▶ _Task to carry out_
Return the lines from the one containing "Tag each instance of the green vegetation" through the one containing "<point>706,396</point>", both included, reproducing them word for word.

▶ _Record extracts_
++++++
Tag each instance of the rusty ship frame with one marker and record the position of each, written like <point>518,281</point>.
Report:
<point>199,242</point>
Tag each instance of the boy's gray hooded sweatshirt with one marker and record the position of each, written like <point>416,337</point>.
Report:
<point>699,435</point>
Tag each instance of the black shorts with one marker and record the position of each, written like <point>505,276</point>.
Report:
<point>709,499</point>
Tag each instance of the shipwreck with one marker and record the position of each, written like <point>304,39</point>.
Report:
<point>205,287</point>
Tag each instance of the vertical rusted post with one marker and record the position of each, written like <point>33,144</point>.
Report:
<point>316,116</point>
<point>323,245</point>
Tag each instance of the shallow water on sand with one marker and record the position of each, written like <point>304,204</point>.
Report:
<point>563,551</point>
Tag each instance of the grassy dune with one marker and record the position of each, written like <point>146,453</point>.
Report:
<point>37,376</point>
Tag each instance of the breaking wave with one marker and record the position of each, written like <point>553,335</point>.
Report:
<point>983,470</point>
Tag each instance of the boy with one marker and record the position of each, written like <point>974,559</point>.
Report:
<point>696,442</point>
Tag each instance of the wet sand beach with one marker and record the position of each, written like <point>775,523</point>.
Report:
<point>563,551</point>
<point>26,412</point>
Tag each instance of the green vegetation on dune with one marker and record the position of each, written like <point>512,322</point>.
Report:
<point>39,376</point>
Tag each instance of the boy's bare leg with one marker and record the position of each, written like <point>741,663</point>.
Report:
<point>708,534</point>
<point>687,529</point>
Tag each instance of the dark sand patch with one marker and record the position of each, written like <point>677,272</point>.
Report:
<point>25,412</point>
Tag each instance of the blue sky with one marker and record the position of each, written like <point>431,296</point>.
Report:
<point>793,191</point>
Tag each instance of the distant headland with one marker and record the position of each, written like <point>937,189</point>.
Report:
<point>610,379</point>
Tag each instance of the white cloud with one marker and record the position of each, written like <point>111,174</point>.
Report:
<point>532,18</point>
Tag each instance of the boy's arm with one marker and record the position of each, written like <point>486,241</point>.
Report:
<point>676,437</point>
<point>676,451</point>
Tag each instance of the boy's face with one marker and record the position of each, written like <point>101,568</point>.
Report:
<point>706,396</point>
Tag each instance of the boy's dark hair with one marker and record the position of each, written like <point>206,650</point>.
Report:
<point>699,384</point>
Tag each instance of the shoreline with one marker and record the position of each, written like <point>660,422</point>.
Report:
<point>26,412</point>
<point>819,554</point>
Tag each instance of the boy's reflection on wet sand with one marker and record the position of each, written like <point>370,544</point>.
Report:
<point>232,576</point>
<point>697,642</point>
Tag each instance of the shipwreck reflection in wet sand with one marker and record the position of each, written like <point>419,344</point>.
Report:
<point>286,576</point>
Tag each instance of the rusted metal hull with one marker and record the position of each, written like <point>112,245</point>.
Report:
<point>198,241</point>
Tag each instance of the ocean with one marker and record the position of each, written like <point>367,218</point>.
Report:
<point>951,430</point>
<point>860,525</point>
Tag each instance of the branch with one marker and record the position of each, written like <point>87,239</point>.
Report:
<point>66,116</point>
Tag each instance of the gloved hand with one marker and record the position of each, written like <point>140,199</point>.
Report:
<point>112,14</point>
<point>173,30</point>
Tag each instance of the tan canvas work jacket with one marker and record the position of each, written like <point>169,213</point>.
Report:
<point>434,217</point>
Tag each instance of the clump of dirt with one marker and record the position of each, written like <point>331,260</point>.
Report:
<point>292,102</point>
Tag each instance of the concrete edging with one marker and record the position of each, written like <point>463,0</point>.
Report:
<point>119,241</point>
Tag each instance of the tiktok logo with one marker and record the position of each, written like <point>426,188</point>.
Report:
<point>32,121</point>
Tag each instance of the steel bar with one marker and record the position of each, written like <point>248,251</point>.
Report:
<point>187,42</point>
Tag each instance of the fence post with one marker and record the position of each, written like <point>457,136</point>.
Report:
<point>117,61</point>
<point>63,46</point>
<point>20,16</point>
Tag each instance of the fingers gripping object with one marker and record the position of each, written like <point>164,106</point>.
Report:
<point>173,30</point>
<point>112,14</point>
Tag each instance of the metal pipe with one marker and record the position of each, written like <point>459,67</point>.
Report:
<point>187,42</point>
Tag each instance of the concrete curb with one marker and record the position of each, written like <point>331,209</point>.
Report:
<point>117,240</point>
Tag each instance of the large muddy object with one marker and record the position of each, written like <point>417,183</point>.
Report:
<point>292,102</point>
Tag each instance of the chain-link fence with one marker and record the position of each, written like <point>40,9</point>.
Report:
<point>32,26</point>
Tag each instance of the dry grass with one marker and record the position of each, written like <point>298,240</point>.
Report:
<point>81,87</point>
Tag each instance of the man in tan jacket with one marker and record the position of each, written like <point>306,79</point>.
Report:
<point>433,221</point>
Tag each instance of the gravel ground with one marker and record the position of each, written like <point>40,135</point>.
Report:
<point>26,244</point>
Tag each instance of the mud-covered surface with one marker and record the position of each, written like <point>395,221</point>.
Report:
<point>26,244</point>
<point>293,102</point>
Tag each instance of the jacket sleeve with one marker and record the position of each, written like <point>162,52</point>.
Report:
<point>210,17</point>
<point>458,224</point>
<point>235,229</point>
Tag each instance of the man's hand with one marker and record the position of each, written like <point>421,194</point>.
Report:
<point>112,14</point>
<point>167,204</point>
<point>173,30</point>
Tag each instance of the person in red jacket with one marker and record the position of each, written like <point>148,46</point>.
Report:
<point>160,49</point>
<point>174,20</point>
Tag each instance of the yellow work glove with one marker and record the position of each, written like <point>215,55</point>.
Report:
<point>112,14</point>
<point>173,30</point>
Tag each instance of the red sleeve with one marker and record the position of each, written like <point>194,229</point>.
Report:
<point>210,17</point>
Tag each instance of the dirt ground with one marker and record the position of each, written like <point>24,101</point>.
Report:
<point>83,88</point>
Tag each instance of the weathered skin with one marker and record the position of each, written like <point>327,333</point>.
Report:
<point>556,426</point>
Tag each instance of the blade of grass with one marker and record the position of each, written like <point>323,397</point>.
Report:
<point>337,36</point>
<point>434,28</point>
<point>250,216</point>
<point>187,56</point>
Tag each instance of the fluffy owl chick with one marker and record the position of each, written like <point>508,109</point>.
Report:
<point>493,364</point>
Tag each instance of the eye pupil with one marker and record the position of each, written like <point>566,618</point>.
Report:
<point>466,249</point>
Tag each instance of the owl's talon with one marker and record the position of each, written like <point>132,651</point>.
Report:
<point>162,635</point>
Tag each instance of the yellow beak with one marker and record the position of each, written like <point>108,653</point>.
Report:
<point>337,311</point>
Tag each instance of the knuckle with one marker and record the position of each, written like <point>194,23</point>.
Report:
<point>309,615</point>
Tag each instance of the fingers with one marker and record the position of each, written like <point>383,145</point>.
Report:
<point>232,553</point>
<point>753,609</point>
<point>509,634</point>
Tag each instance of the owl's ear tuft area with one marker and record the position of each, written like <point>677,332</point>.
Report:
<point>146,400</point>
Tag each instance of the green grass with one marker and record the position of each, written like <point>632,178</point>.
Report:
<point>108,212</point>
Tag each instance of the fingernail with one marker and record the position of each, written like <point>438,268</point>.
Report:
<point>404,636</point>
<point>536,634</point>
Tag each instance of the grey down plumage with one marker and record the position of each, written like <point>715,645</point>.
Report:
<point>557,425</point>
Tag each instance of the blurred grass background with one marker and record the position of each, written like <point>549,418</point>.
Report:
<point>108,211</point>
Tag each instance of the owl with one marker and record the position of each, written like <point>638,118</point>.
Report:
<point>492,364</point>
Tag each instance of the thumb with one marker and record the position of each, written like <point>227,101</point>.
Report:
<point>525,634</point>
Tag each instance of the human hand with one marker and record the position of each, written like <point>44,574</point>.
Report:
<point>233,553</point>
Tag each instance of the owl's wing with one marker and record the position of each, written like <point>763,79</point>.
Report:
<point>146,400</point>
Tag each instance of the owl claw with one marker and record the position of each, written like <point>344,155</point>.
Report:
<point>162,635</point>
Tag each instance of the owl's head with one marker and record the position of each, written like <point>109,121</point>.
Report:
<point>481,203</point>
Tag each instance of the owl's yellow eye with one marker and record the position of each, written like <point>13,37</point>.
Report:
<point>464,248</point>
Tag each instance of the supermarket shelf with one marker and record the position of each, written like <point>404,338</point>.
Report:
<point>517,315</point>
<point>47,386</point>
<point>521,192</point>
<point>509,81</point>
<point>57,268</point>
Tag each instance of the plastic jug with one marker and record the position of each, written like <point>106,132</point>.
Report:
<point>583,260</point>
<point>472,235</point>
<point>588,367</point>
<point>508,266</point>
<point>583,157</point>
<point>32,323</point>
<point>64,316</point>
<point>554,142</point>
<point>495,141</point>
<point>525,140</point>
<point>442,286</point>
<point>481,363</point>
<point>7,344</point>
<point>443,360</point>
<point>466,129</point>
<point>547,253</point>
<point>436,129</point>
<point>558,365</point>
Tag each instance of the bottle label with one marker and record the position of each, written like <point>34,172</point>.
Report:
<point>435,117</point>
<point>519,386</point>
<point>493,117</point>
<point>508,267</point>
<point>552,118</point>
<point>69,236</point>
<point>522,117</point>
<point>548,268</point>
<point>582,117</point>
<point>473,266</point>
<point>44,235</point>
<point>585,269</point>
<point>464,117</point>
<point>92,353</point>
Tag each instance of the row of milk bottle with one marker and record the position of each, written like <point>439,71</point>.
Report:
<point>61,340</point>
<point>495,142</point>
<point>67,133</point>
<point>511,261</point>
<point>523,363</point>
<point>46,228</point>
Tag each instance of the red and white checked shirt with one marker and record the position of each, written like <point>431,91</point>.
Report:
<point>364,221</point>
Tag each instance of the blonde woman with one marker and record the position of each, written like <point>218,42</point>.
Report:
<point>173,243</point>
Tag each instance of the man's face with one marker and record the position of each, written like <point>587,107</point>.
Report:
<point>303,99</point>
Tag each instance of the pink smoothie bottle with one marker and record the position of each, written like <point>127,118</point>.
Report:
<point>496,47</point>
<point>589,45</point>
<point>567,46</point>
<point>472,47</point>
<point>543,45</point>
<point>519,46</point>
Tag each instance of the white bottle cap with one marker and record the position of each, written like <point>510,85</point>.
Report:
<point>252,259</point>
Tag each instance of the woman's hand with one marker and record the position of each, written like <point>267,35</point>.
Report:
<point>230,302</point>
++++++
▶ _Solution to this problem_
Tag each instance of the green vegetation on dune with one marker and record the position of each, written like <point>512,322</point>.
Report:
<point>39,376</point>
Tag each instance of the boy's bare leg with one marker and record the position of each, written like <point>741,663</point>.
Report:
<point>708,534</point>
<point>687,529</point>
Tag each instance of the dark sand patch with one marker and record the position of each, written like <point>677,272</point>.
Report:
<point>25,412</point>
Tag each instance of the blue sky with one marker and record the position of each, written like <point>431,296</point>.
Report:
<point>793,191</point>
Tag each instance of the distant headland with one marker and record the position of each, written like <point>937,189</point>.
Report:
<point>610,379</point>
Tag each instance of the white cloud with one marker and record the position of each, written like <point>111,174</point>.
Report:
<point>532,18</point>
Tag each instance of the boy's arm with one marker and record the position of each, written like <point>486,241</point>.
Report:
<point>676,437</point>
<point>676,451</point>
Tag each instance of the boy's face with one marker and record the position of each, written like <point>101,568</point>.
Report:
<point>706,396</point>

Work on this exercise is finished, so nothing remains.